■ TASK: Return every line below that contains the word "person", copying each line in full.

****************

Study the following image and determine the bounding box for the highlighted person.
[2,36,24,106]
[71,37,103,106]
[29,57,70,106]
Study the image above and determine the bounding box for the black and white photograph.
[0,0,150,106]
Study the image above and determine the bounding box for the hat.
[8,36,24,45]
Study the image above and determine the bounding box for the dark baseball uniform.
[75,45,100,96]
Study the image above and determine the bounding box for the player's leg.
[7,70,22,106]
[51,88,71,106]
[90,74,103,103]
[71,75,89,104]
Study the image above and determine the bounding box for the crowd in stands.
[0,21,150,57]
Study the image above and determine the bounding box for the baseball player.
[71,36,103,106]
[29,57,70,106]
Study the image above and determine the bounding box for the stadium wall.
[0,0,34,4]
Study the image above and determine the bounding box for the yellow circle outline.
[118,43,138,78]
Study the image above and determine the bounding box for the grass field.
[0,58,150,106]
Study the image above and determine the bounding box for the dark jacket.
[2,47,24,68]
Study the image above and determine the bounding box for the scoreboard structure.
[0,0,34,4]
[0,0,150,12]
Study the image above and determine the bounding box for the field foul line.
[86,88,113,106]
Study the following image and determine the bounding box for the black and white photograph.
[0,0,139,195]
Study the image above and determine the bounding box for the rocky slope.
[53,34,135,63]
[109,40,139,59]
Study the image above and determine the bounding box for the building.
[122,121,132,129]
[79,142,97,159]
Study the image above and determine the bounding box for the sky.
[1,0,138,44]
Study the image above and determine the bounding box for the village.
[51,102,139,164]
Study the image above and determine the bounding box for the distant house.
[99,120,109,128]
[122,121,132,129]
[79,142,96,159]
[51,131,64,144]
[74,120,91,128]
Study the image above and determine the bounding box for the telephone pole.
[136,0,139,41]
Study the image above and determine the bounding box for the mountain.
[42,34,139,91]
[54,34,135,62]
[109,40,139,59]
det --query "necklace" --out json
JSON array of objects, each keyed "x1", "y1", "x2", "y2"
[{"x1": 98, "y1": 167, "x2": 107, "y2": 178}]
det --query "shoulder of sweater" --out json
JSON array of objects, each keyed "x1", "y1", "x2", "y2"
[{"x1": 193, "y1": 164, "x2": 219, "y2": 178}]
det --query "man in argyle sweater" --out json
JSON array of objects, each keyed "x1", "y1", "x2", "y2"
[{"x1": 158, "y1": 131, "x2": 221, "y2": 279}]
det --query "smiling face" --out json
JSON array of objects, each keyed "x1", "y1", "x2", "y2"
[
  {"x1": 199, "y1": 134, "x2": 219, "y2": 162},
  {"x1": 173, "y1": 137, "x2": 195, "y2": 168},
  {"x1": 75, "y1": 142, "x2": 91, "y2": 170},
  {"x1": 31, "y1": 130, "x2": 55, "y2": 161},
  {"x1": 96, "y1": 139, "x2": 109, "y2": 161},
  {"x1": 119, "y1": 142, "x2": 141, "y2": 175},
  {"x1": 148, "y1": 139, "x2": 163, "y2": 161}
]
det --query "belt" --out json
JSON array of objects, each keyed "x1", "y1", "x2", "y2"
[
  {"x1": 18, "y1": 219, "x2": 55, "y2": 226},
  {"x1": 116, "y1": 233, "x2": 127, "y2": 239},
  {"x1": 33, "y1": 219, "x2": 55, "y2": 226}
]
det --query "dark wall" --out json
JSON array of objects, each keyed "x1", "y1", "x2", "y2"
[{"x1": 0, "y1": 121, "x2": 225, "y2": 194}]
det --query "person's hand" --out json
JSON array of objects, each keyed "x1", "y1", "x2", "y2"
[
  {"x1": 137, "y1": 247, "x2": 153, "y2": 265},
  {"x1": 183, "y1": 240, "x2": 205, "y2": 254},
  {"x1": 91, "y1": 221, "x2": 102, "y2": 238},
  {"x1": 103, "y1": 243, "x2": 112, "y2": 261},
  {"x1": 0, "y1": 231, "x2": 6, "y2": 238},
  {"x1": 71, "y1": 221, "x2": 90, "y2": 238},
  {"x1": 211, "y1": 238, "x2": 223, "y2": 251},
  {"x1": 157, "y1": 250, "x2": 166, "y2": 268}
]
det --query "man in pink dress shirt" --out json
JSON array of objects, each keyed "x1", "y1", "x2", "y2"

****************

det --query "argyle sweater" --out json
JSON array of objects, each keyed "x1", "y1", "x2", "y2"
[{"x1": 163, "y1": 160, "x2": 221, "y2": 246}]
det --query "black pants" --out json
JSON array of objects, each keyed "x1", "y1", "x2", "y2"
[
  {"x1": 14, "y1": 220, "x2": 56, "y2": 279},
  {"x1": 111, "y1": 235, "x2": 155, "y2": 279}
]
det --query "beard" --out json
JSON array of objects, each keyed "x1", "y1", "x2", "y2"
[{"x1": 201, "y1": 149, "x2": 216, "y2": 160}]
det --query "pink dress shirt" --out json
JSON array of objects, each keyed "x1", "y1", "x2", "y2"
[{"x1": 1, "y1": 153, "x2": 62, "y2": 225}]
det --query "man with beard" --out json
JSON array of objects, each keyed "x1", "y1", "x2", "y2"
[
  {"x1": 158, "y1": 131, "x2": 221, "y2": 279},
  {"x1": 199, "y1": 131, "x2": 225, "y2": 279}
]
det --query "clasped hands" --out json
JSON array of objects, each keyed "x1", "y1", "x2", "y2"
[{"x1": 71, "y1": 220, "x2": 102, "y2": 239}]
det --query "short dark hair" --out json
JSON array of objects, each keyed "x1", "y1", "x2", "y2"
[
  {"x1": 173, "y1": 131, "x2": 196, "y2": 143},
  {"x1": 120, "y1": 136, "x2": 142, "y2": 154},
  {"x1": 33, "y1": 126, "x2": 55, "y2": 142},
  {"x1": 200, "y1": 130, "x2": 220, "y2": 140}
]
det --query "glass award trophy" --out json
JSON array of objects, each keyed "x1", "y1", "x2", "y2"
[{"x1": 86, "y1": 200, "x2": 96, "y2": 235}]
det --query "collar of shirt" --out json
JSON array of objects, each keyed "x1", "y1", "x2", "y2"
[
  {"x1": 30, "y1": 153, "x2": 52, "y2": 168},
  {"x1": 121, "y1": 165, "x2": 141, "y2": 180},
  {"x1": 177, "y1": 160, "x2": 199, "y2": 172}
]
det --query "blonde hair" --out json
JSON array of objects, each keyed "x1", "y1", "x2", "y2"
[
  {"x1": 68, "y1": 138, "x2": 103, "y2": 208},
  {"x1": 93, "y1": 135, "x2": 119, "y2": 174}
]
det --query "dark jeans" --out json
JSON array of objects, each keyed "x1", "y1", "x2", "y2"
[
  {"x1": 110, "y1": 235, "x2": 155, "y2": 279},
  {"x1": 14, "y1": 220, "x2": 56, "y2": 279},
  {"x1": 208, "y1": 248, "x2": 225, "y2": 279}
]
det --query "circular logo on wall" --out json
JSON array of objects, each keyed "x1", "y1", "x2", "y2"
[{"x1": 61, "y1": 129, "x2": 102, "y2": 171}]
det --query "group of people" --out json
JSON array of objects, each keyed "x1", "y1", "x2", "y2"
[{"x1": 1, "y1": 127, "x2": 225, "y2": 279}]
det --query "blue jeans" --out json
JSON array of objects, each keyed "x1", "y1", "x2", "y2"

****************

■ EXERCISE OUTPUT:
Study the following image and determine the bounding box for the highlighted person.
det --query "person's hand" --out json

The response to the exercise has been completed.